Work to be completed: Rewrite the part of the listing starting at the line containing "Could you point out the concrete curb" and ending at the line containing "column 105, row 455", replacing "ornamental grass" with "decorative grass" and leaving everything else unchanged.

Records provided:

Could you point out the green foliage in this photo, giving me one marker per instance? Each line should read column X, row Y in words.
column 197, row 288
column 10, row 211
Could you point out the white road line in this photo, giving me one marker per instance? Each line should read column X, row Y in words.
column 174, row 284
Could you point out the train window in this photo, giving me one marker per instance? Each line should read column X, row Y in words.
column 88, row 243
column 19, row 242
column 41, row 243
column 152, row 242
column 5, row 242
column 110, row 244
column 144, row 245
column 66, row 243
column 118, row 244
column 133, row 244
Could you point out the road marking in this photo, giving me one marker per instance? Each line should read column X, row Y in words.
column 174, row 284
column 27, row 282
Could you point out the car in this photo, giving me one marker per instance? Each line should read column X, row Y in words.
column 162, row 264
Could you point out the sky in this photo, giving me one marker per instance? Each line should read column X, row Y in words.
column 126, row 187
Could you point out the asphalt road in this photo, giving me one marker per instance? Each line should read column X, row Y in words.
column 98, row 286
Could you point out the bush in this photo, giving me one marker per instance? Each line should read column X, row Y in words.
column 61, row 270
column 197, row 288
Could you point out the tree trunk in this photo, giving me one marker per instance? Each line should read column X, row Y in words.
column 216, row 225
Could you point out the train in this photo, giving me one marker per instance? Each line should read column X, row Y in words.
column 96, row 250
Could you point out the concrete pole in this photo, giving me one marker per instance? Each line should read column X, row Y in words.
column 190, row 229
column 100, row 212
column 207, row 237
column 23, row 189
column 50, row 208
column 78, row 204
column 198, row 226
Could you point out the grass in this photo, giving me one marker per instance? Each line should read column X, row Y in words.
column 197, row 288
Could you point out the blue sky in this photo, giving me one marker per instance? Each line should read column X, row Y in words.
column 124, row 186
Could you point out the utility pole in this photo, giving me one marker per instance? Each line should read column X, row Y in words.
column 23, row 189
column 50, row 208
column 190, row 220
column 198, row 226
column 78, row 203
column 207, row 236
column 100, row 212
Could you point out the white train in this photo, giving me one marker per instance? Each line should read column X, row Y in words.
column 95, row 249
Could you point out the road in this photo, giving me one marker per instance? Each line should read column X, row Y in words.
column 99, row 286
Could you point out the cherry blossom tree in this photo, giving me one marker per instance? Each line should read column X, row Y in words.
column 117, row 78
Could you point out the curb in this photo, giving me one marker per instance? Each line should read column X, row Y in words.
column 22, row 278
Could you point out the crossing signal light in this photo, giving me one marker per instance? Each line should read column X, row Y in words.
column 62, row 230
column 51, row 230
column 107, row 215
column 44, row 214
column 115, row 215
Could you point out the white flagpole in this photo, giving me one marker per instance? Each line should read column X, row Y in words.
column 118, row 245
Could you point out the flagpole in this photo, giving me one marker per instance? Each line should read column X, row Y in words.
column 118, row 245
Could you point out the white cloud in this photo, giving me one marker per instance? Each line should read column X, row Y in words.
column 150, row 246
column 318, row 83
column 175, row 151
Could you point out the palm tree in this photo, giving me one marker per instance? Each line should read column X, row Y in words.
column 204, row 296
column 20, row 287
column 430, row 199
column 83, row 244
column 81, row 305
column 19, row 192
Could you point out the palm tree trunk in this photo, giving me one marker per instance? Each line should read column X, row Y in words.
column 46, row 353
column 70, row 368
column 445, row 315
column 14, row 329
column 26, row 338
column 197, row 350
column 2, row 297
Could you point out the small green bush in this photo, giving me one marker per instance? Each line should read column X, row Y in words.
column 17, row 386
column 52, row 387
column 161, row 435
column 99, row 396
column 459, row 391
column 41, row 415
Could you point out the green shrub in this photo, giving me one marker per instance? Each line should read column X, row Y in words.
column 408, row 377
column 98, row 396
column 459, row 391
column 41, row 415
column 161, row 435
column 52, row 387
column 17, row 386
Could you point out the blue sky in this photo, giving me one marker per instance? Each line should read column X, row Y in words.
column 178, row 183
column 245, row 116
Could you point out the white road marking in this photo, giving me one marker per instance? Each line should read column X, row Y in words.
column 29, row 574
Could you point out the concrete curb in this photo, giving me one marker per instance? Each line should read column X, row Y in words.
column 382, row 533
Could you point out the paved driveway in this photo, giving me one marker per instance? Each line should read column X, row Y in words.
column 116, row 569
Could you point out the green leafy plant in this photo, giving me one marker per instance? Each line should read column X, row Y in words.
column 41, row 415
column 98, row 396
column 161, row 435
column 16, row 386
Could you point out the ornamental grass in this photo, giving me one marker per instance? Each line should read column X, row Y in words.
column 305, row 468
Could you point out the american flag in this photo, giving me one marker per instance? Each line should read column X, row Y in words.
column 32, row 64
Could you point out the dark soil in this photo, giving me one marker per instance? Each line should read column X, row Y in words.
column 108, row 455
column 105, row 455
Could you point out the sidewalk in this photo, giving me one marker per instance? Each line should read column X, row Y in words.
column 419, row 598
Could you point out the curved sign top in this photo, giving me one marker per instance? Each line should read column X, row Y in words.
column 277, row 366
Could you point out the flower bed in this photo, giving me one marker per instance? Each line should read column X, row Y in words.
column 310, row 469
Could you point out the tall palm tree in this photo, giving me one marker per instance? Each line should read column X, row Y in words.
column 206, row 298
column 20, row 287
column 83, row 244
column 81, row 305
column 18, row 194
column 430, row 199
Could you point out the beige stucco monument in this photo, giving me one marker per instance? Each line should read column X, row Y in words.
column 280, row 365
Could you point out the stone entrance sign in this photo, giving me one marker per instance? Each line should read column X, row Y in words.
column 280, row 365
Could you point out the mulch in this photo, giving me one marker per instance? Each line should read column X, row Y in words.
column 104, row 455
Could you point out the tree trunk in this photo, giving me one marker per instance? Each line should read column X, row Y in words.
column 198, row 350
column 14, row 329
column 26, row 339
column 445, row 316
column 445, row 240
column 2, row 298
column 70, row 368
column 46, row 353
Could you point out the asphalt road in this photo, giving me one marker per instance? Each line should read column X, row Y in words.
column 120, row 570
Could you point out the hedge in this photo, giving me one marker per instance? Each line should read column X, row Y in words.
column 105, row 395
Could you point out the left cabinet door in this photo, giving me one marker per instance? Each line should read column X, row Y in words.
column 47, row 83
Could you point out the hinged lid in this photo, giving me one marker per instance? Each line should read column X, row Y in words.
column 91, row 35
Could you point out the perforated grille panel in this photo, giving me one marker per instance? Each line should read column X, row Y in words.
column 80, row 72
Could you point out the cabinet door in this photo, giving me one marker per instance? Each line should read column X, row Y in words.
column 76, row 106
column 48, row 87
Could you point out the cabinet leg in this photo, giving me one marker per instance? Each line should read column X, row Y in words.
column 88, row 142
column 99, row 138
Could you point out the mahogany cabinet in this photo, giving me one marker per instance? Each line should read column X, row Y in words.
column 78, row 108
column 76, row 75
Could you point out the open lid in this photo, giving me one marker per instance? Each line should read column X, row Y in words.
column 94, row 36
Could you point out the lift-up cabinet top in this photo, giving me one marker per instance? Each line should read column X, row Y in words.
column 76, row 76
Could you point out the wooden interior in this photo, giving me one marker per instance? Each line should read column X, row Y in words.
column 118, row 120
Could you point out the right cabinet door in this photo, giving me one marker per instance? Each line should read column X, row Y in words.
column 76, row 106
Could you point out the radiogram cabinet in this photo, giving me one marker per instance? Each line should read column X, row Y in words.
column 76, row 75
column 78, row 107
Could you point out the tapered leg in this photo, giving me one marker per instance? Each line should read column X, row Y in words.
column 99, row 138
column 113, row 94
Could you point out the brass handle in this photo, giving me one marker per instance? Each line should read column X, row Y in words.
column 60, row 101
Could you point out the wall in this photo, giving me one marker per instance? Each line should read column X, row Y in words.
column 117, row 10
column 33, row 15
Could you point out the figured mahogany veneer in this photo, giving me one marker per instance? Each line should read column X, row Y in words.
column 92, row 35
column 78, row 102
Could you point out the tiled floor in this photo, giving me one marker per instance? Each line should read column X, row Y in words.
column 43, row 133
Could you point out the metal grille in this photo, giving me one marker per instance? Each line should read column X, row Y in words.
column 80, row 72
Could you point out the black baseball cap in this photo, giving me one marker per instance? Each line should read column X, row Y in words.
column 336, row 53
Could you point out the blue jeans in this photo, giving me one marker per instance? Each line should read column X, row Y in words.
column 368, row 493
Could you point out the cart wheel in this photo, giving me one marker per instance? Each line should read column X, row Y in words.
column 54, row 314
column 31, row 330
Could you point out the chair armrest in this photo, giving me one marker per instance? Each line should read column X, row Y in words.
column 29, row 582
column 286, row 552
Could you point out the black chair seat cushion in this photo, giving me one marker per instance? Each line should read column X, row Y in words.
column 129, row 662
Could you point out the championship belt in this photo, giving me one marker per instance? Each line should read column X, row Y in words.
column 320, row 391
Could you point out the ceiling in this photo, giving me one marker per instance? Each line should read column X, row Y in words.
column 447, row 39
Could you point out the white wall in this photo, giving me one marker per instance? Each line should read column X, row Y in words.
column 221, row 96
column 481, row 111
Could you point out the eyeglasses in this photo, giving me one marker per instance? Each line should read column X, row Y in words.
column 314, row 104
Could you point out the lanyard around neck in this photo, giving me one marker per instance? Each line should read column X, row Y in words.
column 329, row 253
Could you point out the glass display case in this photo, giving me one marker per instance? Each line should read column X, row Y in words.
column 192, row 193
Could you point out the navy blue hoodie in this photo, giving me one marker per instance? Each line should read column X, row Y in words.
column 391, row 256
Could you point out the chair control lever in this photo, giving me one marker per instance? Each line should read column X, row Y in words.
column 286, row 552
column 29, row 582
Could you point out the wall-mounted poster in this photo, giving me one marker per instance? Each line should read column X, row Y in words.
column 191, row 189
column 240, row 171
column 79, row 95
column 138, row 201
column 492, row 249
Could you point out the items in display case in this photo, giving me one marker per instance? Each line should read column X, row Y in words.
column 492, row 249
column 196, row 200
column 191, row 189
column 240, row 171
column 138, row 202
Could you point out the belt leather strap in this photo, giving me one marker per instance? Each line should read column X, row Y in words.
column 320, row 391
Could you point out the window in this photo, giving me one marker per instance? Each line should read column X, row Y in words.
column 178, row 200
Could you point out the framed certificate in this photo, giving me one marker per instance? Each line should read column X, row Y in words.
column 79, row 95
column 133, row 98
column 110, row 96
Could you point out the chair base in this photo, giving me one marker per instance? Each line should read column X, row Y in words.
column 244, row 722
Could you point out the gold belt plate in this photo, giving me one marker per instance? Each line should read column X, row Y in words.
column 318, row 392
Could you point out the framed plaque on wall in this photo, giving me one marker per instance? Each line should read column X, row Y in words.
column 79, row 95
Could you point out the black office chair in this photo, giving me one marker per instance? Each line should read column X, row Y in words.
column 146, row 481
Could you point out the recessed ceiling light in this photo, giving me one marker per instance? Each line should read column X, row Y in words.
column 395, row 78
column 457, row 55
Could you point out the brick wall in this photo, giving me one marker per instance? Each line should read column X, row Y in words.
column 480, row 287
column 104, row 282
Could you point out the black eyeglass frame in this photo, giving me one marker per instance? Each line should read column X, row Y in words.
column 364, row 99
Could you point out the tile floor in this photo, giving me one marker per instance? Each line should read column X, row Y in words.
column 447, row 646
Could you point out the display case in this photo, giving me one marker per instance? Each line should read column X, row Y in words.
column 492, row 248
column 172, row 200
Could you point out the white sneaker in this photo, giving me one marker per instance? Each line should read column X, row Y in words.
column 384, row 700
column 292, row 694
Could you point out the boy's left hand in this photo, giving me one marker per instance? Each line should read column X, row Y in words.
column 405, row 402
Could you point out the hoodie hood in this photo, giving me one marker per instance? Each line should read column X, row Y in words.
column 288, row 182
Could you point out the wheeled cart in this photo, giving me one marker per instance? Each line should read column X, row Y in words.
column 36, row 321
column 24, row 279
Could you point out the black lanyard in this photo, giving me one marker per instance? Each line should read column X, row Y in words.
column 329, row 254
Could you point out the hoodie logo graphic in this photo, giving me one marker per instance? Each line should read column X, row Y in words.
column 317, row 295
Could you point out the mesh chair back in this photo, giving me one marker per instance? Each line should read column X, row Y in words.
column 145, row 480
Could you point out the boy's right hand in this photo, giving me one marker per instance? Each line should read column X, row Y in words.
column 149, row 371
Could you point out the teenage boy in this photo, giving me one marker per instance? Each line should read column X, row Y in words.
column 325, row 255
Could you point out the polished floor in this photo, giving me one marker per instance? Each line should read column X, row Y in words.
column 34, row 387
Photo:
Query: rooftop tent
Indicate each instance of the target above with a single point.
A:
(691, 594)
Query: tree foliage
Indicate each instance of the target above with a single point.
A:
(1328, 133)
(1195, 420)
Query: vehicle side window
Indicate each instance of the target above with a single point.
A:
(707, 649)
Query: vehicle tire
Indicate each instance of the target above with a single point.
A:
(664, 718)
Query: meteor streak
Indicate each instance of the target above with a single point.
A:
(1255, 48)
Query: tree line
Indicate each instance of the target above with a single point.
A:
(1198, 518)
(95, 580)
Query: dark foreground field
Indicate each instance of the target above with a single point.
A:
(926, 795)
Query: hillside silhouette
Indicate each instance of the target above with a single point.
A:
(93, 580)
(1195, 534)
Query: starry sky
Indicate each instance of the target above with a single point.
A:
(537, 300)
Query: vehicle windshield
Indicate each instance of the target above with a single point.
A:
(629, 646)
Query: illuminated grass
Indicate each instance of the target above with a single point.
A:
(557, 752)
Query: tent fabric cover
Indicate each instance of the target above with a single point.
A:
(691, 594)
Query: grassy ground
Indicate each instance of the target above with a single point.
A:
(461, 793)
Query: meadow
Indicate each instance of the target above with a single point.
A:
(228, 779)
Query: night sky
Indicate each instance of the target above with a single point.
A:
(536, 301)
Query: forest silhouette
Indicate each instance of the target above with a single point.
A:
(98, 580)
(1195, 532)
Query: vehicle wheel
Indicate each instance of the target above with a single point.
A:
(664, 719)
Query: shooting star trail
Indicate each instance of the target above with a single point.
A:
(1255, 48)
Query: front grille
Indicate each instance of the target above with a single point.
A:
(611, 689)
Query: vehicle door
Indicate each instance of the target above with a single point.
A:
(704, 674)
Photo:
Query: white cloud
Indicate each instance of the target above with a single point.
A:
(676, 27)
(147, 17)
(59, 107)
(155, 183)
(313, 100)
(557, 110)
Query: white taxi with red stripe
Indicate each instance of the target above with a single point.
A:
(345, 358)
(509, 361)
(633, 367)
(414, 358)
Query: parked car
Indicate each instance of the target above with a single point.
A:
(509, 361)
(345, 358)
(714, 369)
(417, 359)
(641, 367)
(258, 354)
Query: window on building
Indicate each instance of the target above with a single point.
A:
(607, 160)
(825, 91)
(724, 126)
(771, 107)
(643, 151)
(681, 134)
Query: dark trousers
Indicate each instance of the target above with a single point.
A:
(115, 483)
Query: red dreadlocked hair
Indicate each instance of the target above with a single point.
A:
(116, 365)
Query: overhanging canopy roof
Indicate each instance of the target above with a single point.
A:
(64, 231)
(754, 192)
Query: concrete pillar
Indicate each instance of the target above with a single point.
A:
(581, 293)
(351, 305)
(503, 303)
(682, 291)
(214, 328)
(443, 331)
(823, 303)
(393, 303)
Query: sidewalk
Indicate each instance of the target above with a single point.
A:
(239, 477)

Response to this exercise:
Could you point out the concrete curb in this photo, giving me one marker per instance? Each line should read column X, row Y in words.
column 382, row 533
Could you point out the paved driveway in this photo, giving me one marker per instance? Each line should read column X, row Y in words.
column 116, row 569
Could you point out the green leafy plant in this photo, giving me one marker per instance? Each line should read column X, row Y in words.
column 41, row 415
column 98, row 396
column 161, row 435
column 16, row 386
Could you point out the decorative grass in this photo, giving me one marker per instance? Each line should read column X, row Y in words.
column 305, row 468
Could you point out the american flag in this photo, giving me one marker per instance? Each line should read column X, row Y in words.
column 32, row 64
Could you point out the dark soil in this photo, giving me one marker per instance? Each line should read column X, row Y in words.
column 108, row 455
column 105, row 455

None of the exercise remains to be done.